## EXTRACT PROVIDED
◆ ◆ ◆ ◆ ◆

A man is sitting at home alone when he hears a knock at the front door. He opens it to find two policemen there. He asks if there is a problem. One of the policemen asks if he is married. The man replies, “Yes, I am.” The policeman then asks if he could see a picture of the man’s wife. The bloke says, “Sure…” and gets a photo to show them. The copper then says, “I’m sorry, sir. But it looks like your wife’s been hit by a truck.” The bloke replies, “I know, but she has a great personality and is an excellent cook.”
Paddy set Murphy up on a blind date. Paddy says "she's a lovely girl but there's something you should know. She's expecting a baby". Next day Paddy asked Murphy how he went on. "Alright" said Murphy, "apart from she was an hour late and I felt a right twat sat at the end of the bar in just a nappy"
Father Murphy walks into a pub in Donegal, and says to the first man he meets, "Do you want to go to heaven?" The man said, "I do Father." The priest said, "Then stand over there against the wall." Then the priest asked the second man, "Do you want to go to heaven?" "Certainly, Father," was the man's reply. "Then stand over there against the wall," said the priest. Then Father Murphy walked up to O'Toole and said, "Do you want to go to heaven?" O'Toole said, "No, I don't Father. The priest said, "I don't believe this. You mean to tell me that when you die you don't want to go to heaven?" O'Toole said, "Oh, when I die, yes. I thought you were getting a group together to go on a trip right now."

◆ ◆ ◆ ◆ ◆

## RECORD EXCERPTS
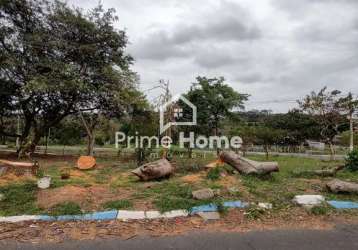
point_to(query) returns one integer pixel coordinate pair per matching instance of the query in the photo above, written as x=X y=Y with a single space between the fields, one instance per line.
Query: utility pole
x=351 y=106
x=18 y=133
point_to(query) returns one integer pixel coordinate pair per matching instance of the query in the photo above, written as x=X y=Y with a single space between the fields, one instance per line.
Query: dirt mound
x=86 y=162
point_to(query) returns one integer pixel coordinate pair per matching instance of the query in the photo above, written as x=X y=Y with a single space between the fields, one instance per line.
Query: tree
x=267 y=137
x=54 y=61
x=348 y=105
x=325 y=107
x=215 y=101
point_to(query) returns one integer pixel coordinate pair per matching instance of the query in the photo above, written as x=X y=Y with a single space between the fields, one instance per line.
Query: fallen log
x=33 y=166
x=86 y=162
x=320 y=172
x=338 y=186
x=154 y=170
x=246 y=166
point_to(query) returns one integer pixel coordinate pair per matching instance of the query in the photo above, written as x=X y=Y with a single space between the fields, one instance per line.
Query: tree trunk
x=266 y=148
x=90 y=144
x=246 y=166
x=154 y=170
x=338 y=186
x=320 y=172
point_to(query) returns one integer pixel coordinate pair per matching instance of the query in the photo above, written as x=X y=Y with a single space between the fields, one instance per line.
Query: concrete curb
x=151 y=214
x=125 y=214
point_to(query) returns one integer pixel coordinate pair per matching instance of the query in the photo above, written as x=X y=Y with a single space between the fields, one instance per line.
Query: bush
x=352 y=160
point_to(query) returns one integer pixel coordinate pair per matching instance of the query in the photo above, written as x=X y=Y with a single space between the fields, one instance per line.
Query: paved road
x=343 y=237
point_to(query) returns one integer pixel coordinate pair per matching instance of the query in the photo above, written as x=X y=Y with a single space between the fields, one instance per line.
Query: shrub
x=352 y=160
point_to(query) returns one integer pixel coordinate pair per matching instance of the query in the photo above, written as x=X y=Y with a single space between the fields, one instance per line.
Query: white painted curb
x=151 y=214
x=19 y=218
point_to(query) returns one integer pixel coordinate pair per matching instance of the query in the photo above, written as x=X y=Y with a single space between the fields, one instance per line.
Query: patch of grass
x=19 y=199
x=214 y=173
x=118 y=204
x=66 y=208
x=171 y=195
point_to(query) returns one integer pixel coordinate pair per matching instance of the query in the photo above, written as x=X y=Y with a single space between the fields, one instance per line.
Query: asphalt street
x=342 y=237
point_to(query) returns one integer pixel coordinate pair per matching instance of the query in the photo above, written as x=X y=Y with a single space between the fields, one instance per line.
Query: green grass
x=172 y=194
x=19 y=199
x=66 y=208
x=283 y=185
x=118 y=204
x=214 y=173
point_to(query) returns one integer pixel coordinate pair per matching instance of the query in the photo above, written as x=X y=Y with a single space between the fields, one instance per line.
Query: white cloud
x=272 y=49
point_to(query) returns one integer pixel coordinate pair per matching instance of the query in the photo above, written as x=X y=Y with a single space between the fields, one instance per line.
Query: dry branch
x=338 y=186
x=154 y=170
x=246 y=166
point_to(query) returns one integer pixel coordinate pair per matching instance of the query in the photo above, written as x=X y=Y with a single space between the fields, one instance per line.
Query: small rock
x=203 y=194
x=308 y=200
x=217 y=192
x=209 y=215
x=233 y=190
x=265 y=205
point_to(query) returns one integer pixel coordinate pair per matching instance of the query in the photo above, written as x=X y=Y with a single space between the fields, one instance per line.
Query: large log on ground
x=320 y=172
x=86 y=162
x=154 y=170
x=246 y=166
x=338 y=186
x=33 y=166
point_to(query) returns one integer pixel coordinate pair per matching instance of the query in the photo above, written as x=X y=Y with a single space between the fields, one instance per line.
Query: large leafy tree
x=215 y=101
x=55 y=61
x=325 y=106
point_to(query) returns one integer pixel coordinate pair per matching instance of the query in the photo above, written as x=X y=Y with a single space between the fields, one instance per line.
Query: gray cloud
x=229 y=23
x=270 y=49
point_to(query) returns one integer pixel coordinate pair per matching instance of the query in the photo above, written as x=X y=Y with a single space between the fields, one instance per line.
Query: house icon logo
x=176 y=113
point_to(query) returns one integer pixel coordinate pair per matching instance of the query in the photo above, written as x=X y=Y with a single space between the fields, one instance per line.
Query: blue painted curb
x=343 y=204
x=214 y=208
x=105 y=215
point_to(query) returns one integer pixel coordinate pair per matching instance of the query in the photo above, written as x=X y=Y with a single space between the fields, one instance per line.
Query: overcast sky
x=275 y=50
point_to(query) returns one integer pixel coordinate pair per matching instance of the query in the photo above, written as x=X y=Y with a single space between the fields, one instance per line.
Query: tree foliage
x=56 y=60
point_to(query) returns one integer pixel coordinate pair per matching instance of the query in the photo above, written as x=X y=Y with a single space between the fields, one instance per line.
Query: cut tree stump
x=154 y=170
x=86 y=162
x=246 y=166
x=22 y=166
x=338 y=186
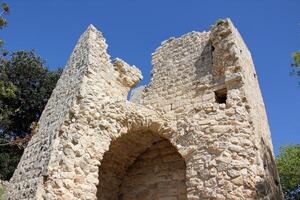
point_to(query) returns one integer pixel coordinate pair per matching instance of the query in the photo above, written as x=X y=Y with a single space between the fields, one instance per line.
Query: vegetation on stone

◆ ◆ ◆ ◆ ◆

## CHALLENGES
(1) Collect every line of the entries that contains the word "painted", copying each line in full. Treat uppercase and lowercase letters as different.
(2) Extend the collection of jokes about policemen, a blind date and a priest in a pub by continuing it after its last line.

## TASK RESULTS
(1)
Query: white painted curb
Query: blue painted curb

(2)
**********POLITE NOTICE ********** To people who have Christmas lights flashing blue on their houses/trees, can you please remove them? Every time I pass, I think it's the police and I have to let my foot off the accelerator, slam on my brakes, put my seat belt on, throw my mobile phone on the floor, hide my bottle of Smirnoff , swallow my joint and hide my gun. Thank you for your understanding.
A policeman pulls a man over for speeding and asks him to get out of the car. After looking the man over he says, "Sir, I couldn't help but notice your eyes are bloodshot. Have you been drinking?" The man gets really indignant and says, "Officer, I couldn't help but notice your eyes are glazed. Have you been eating doughnuts?"